- **THE PROBLEM**
Every line that contains the word "stem" is to be copied from the listing.

- **DATA EXCERPTS**
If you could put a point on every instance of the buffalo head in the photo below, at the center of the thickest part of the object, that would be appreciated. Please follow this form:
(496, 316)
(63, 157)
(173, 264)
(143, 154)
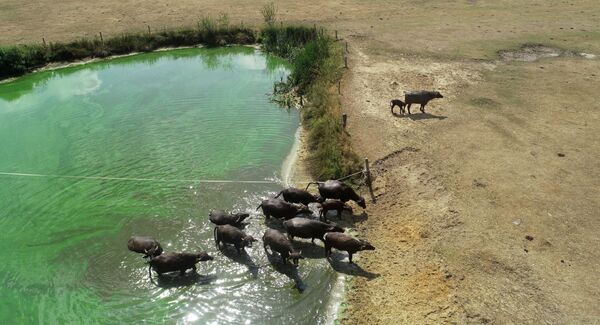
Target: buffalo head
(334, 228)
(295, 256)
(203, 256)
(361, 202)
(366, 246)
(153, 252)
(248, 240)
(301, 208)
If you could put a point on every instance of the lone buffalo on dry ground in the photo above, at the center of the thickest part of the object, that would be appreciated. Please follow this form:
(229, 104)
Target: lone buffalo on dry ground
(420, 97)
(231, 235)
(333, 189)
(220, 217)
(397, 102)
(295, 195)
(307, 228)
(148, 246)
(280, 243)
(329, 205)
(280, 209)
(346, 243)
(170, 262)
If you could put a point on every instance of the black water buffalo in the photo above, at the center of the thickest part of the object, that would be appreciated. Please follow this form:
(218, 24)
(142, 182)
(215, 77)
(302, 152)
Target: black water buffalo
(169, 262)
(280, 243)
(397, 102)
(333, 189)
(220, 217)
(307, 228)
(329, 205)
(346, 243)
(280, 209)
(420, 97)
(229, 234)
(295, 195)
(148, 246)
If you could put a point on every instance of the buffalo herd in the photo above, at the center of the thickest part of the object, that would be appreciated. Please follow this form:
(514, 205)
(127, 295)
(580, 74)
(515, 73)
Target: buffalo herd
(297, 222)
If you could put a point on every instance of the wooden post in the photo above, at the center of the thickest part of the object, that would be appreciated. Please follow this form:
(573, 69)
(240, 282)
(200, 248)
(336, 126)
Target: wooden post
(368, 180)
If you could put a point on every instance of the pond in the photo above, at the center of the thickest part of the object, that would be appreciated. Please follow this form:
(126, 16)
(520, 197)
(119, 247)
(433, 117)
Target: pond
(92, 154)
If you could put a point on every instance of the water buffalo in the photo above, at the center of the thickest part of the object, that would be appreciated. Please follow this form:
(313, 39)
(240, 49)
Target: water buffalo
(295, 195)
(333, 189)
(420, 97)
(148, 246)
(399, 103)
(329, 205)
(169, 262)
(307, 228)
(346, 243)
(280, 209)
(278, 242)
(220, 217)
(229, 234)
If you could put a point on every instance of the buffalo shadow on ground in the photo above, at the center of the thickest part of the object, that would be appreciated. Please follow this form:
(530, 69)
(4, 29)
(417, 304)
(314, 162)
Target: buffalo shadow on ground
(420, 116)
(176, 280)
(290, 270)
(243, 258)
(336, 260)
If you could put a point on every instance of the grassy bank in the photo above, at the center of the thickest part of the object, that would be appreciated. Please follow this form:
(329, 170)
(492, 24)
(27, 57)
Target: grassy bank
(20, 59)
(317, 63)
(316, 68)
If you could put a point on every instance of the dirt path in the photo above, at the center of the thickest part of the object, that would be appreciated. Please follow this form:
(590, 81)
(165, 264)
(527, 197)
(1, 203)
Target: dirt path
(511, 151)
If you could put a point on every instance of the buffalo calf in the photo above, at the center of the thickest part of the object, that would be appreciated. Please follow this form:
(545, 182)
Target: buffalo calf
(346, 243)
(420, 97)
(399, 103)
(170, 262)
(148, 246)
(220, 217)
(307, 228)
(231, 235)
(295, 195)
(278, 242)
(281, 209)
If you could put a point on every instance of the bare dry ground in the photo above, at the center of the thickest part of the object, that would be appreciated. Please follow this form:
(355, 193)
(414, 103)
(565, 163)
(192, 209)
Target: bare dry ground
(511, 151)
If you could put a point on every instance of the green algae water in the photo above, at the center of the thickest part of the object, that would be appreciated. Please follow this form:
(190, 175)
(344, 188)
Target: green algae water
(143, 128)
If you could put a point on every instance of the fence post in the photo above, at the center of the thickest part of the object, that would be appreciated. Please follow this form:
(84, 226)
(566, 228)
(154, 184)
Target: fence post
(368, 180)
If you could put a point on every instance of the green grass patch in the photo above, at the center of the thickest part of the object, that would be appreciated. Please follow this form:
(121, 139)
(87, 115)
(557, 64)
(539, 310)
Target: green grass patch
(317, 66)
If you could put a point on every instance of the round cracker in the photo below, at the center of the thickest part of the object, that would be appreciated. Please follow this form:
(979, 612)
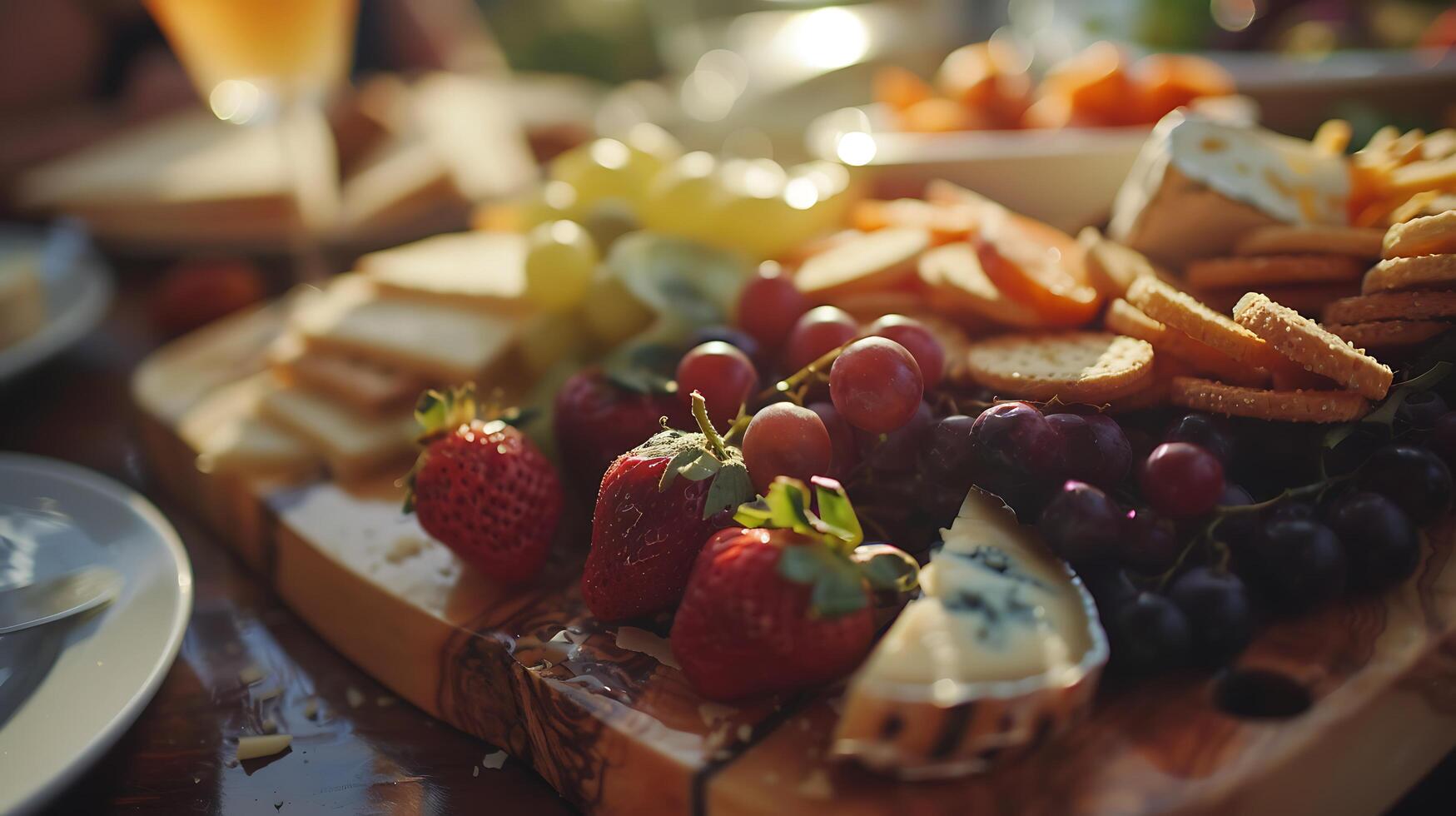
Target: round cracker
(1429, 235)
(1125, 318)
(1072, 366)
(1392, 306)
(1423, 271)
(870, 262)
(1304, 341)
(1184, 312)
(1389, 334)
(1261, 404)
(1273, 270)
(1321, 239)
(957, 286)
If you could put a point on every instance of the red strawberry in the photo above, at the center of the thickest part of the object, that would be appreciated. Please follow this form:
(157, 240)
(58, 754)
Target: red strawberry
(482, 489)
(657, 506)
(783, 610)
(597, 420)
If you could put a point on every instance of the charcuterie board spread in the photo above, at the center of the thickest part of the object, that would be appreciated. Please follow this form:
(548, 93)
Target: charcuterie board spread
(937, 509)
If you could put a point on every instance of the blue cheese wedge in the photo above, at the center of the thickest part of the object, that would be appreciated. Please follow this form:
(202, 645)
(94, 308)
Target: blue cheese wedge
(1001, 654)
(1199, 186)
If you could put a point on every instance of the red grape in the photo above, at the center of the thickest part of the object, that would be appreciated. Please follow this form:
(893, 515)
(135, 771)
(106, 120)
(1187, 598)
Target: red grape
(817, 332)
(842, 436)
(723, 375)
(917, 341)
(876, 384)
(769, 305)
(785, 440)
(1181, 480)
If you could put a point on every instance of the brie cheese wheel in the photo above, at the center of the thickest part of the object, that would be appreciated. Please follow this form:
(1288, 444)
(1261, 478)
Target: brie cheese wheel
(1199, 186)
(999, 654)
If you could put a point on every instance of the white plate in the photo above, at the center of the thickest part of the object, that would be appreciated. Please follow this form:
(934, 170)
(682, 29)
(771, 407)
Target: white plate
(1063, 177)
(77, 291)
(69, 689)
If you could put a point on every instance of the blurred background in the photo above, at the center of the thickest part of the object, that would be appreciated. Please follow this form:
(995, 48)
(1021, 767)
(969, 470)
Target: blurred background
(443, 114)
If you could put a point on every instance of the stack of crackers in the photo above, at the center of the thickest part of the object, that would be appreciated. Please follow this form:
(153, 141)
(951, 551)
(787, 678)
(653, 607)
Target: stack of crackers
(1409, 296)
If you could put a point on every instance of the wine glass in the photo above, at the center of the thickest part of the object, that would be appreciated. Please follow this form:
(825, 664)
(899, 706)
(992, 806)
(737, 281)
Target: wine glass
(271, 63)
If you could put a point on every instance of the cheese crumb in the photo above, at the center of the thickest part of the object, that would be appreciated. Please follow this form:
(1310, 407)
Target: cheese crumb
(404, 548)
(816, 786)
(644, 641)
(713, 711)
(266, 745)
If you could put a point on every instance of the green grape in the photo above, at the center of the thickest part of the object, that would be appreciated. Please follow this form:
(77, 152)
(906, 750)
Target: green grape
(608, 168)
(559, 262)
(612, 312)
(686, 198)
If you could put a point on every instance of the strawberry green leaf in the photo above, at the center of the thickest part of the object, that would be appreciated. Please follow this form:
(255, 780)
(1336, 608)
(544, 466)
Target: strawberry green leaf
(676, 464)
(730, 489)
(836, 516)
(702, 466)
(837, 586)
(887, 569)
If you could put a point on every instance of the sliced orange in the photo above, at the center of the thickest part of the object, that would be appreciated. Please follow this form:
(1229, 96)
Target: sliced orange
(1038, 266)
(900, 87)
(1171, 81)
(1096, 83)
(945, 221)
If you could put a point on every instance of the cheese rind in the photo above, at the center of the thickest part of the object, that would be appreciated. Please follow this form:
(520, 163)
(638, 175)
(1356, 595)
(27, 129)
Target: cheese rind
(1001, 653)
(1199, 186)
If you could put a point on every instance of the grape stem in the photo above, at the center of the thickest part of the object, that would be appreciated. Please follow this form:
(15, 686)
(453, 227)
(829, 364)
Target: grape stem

- **WRITTEN RESPONSE**
If you could put a point on every instance of the grape stem in the photo above, at the center of the thickest part of the object, that would be appreciated. Please follow this form:
Target: grape stem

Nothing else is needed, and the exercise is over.